(Labeled-object pointing entries)
>>
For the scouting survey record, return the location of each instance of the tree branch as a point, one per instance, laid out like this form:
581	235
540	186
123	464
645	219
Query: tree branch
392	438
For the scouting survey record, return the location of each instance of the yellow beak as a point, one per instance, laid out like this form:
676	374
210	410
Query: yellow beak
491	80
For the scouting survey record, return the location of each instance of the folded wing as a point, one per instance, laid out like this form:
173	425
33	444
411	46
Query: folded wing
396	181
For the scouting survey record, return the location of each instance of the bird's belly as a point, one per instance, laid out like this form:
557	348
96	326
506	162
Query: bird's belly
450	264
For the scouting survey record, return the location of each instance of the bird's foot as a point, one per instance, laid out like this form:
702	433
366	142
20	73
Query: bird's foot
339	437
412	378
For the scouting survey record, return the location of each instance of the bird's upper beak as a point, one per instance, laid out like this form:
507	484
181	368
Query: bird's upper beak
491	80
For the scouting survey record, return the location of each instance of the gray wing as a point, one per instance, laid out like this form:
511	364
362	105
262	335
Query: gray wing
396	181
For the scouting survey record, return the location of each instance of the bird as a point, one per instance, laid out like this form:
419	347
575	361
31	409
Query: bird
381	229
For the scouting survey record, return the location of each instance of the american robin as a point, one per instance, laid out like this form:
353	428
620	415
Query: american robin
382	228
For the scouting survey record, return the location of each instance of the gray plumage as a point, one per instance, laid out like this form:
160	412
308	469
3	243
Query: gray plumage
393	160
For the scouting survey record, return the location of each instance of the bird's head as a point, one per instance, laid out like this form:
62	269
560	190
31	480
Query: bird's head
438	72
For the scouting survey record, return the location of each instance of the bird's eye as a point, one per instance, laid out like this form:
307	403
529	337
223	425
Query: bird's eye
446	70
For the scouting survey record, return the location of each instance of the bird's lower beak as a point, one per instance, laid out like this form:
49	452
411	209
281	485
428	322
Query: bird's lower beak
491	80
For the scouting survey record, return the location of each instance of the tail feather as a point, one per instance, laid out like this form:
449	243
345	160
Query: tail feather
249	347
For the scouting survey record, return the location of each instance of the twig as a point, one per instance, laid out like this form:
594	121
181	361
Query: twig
<<
-- WHAT YOU SHOULD DO --
Write out all of the entries above verbatim, from the first line through the last.

-- COMPLETE OUTPUT --
For the scouting survey record, return the location of each instance of the tree branch as a point, one per instance, laid out like this form:
581	235
540	186
123	464
645	219
Query: tree branch
392	438
For the scouting survey record, return the location of each instance of the yellow beak as a point, one per instance, laid out like this form:
676	374
210	410
Query: yellow beak
491	80
For the scouting survey record, return the location of each instance of the folded wing as a point, one per instance, laid out like this form:
173	425
33	444
411	46
Query: folded wing
396	181
For the scouting survey record, return the location of each instance of the bird's belly as a point, one per instance, laid out like this form:
557	348
96	326
506	162
Query: bird's belly
450	264
For the scouting survey record, return the location of each instance of the bird's foot as a point, one per instance, laid out like this form:
702	433
366	142
20	73
Query: bird's foot
339	437
412	378
For the scouting survey record, return the location of each instance of the bird's upper beak as a point, one per instance, laid out like this form:
507	484
181	368
Query: bird's upper beak
491	80
For the scouting survey record, return the location of each instance of the gray wing as a point, one per instance, laid out like this form:
511	364
362	105
262	335
Query: gray wing
396	181
For the scouting survey record, return the location of each instance of the bird as a point, one per instance, laid out like this form:
419	347
575	361
31	409
Query: bird
381	229
For the scouting survey record, return the location of each instance of the american robin as a point, one per instance, laid out like this form:
353	428
620	415
Query: american robin
382	228
For the scouting survey record, return the location of each instance of the gray plumage as a point, one per instance, laid out like this form:
160	412
308	469
3	243
Query: gray plumage
393	160
For the scouting survey record, return the location of each instance of the bird's head as a point, one per instance, laid out like this form:
62	269
560	190
31	480
Query: bird's head
438	72
For the scouting survey record, return the location of each instance of the bird's eye as a point, one per instance, laid out like this form:
307	403
529	337
223	425
Query: bird's eye
446	70
For the scouting survey record, return the location of each instance of the bird's lower beak as a point, one per instance, laid out like this form:
49	452
411	209
281	485
428	322
Query: bird's lower beak
491	80
For the scouting survey record, return the location of each instance of the tail feather as a point, one per instance, laid out like this form:
449	243
345	160
Query: tail feather
249	347
For the scouting survey record, return the location of each instance of the twig as a point, one per instance, laid out like this form:
594	121
181	361
Query: twig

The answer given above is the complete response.